### Tasks to carry out
1 – In the hepatitis B seminar text, how much more infectious than HIV is the hepatitis B virus said to be?
2 – Go on with the hepatitis B seminar text from its last sentence.

++++ Text section

Thursday, 17th May 2018, 12.45 pm – 2.00 pm
Venue: LG24, Keppel Street Building
- Seminar – Raising awareness about Hepatitis B and its vaccine
(UCL Department of Science and Technology Studies)
According to the World Health Organisation more than 3.5% of the world’s population are chronically infected with the hepatitis B virus (HBV), the tenth leading cause of death globally. Few people, however, realise the HBV is 50-100 times more infectious than HIV and just how easily it can spread by exposure to blood, like in the birthing process.
Mother-to-child is one of the most important transmission points for HBV infection. And yet, because the HBV can persist chronically without any noticeable symptoms, many new mothers are completely unaware that they are infected at the time of childbirth. Another key transmission route is between an infected child and an uninfected child during the first 5 years of life. Those infected with the HBV early in life are more likely to develop a chronic infection and die prematurely from cirrhosis or liver cancer.
The only thing that can break the cycle of hepatitis B infection is the HBV vaccine. First introduced in the early 1980s, the HBV vaccine has dramatically reduced the incidence of hepatitis B around the world. One of the uphill struggles now is getting communities to recognise the need for the vaccine in the perceived absence of the disease. This is not helped by the fact that conversations about hepatitis B are often constrained by cultural misconceptions that hepatitis B is only spread by promiscuous sexual behaviour or the sharing of needles among drug users.

++++++++
++++ Extracted information

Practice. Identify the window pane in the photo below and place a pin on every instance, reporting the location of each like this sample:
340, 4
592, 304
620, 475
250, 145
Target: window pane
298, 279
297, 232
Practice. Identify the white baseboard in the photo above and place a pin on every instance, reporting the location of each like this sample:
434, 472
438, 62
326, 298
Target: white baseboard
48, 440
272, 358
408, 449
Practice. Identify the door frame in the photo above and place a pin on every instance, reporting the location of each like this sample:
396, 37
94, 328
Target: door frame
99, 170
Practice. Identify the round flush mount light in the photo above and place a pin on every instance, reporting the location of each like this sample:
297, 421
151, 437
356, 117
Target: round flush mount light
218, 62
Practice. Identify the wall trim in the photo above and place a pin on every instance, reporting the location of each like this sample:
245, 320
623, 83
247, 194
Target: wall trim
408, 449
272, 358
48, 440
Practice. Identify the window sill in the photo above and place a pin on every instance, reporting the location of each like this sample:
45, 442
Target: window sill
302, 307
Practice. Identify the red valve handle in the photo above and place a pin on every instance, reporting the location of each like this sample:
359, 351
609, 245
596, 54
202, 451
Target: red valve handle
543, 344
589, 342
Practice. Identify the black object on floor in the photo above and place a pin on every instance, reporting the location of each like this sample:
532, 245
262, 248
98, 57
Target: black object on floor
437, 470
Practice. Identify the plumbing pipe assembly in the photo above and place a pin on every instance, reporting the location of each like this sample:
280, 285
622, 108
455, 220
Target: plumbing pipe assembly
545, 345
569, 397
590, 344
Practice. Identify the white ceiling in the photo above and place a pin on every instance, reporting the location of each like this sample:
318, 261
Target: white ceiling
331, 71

++++++++

### Numbered answers
1 – It is 50 to 100 times more infectious than HIV.

2 –
This paper discusses the development of a public engagement platform to foster greater understanding of hepatitis B and the science behind its vaccine. The platform will be centred around an online digital exhibition that will use historical sources and film footage to tell the story behind the hepatitis B vaccine. This is a compelling story because the vaccine not only dramatically reduced the global burden of hepatitis B, it was also the first vaccine to provide prevention against a human cancer. In addition its development transformed the safety and efficacy of vaccines overall.
Engagement with key stakeholder groups including patients, families, practitioners, scientists, advocacy groups and charities lies at the heart of the project. Different groups will be invited to share their experiences and get involved in the development of the digital exhibition and to participate in conversations around its content when it goes live online.